Consegna 1:
Rispondi a queste domande sul brano mostrato:
(a) Con che cosa si sveglia da anni chi scrive il primo commento?
(b) Quale film viene citato?
(c) Con quale parola nessun romanzo letto da chi commenta è mai cominciato?
Consegna 2:
Riporta il tratto del brano mostrato da "26 agosto 2012 alle 08:36" fino a "biblioteche o librerie.", scambiando "canzone" con "musica".

Brano mostrato:
---
Poi, io mi sveglio da anni con l’allarme di un orologio digitale da polso… desidero assolutamente una sveglia da comodino, come ho potuto privarmene? Adesso ne ho nostalgia. Ne voglio una che trilla.
26 agosto 2012 alle 08:36
Purtroppo c’è anche chi inizia con la radio sveglia e, regolarmente, specifica il nome della canzone e del cantante (anche se non in maiuscolo, ma in corsivo).
Cosa ammissibile solo nel film: “Ricomincio da capo”. 😀
26 agosto 2012 alle 09:28
Ok. Almeno così s’è capito che per “lettore” si deve intendere uno che girella per biblioteche o librerie.
26 agosto 2012 alle 09:32
[HER:] They say our love won’t pay the rent
Before it’s earned, our money’s all been spent
[HIM:] I guess that’s so, we don’t have a pot
But at least I’m sure of all the things we got
[BOTH:]
26 agosto 2012 alle 09:49
Mai letto un romanzo che cominciasse con DR-I-I-I-I-N. Ammetto che come incipit non è allettantissimo….
26 agosto 2012 alle 10:06
Perché non li pubblicano, Virginia.
No, Antonio. Il “girellare per biblioteche e librerie” è citata come un’attività possibile per un “lettore”, non come ciò che lo definisce.
---
Voci del dataset:
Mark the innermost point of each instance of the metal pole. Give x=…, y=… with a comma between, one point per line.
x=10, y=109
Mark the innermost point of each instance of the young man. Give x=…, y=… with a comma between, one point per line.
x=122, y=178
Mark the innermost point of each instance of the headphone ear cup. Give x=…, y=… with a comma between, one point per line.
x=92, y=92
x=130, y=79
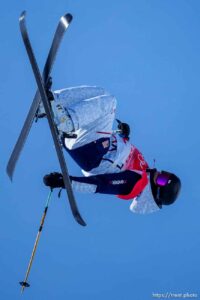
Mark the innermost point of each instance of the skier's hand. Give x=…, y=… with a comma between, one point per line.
x=54, y=180
x=124, y=129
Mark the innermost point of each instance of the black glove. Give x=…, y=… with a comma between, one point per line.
x=124, y=129
x=54, y=180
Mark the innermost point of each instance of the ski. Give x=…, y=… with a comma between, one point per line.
x=59, y=33
x=49, y=113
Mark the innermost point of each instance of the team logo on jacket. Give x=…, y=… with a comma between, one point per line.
x=116, y=182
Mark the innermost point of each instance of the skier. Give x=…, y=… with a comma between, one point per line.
x=110, y=163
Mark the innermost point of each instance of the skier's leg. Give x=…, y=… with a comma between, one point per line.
x=93, y=119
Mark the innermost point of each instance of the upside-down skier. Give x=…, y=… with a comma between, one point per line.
x=110, y=163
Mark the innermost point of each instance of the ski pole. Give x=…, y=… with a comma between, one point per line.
x=25, y=283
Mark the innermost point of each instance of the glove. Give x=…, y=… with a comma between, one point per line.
x=124, y=129
x=54, y=180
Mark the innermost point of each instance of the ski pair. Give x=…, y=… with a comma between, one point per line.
x=41, y=96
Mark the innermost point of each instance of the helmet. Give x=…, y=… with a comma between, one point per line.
x=165, y=187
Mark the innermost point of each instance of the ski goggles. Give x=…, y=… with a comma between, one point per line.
x=162, y=179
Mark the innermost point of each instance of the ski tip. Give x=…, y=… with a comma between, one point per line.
x=10, y=175
x=22, y=16
x=24, y=284
x=80, y=220
x=66, y=19
x=69, y=17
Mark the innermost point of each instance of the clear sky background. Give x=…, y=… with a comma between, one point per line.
x=146, y=53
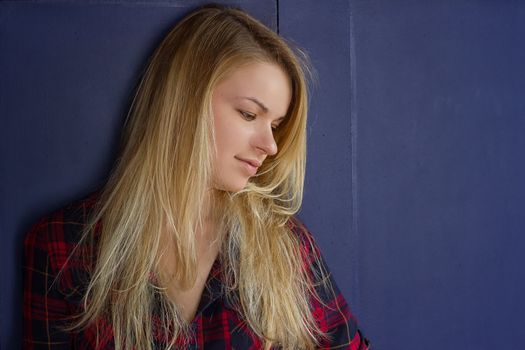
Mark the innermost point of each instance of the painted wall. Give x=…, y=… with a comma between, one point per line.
x=415, y=184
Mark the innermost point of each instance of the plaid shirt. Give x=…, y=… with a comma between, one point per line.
x=216, y=324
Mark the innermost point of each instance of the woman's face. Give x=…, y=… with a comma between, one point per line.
x=247, y=106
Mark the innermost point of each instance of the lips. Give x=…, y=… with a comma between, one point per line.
x=251, y=164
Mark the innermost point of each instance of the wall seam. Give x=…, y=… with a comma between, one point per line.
x=356, y=297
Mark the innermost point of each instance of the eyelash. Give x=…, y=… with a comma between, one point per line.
x=249, y=117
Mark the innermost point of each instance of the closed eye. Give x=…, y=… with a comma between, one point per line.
x=247, y=115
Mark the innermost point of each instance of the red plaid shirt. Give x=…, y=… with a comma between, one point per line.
x=216, y=324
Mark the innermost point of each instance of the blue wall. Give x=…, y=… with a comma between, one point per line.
---
Risposta attesa 1:
(a) Con l’allarme di un orologio digitale da polso.
(b) “Ricomincio da capo”.
(c) DR-I-I-I-I-N.

Risposta attesa 2:
26 agosto 2012 alle 08:36
Purtroppo c’è anche chi inizia con la radio sveglia e, regolarmente, specifica il nome della musica e del cantante (anche se non in maiuscolo, ma in corsivo).
Cosa ammissibile solo nel film: “Ricomincio da capo”. 😀
26 agosto 2012 alle 09:28
Ok. Almeno così s’è capito che per “lettore” si deve intendere uno che girella per biblioteche o librerie.